- _Work to be completed_
In the court of appeals decision, which circuit court judge entered the order being appealed, and what did the appeals court do with that order?

- _Text to read_
PUBLISHED
OPINION
COURT OF
APPEALS
DECISION
DATED AND FILED
October 21,
1999
Marilyn L. Graves
Clerk, Court of Appeals
of
Wisconsin
NOTICE
This opinion is subject to further editing. If published, the official version will
appear in the bound volume of the Official Reports.
A party may file with
the Supreme Court a petition to review an adverse decision by the Court of Appeals. See
§ 808.10 and Rule 809.62, Stats.
No. 99-1116
STATE OF
WISCONSIN IN COURT OF APPEALS
DISTRICT
IV
Jeffrey J. Weber and
JEVIC Enterprises, Inc.,
Petitioners-Appellants,
v.
Dodge County Planning
and Development
Department,
Respondent-Respondent.
APPEAL from an order of the circuit court for Dodge County: JOHN R. STORCK,
Judge. Reversed.
Before Eich, Vergeront and Roggensack, JJ.
¶1. EICH, J.Jeffrey J. Weber and JEVIC Enterprises, Inc.

- _Provided material_
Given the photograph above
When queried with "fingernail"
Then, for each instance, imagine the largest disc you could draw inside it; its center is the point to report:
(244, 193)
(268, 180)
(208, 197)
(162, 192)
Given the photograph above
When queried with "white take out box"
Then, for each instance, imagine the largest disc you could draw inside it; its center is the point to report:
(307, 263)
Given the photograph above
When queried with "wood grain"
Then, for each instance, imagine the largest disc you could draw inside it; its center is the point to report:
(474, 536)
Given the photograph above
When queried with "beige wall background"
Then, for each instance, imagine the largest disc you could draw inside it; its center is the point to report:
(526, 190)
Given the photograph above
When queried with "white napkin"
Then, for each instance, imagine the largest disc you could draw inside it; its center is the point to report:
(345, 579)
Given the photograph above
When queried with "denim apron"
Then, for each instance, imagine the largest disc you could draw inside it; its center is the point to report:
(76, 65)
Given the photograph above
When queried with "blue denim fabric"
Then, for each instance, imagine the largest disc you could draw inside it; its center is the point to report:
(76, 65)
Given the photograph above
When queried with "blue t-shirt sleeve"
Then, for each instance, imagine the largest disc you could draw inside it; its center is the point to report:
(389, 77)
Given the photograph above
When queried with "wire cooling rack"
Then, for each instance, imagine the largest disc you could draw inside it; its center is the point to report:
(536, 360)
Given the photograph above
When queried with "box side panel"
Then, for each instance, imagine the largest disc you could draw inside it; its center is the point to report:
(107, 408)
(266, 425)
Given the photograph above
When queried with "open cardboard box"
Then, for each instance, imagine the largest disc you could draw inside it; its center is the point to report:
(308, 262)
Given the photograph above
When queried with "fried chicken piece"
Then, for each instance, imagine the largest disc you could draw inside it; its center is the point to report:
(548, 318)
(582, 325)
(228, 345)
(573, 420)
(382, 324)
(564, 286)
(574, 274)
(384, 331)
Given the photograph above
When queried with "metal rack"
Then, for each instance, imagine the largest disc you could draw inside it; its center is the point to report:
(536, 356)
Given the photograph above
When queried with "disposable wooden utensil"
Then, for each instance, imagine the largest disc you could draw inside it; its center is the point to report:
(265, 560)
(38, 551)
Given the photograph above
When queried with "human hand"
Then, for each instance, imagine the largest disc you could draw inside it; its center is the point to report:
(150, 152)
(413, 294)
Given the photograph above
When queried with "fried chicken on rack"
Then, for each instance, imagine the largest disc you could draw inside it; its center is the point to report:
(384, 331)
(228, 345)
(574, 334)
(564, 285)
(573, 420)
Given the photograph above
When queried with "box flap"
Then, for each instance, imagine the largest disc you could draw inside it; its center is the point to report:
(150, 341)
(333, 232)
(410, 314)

- _Result for this exercise_
Judge John R. Storck of the Dodge County circuit court entered the order, and the court of appeals reversed it.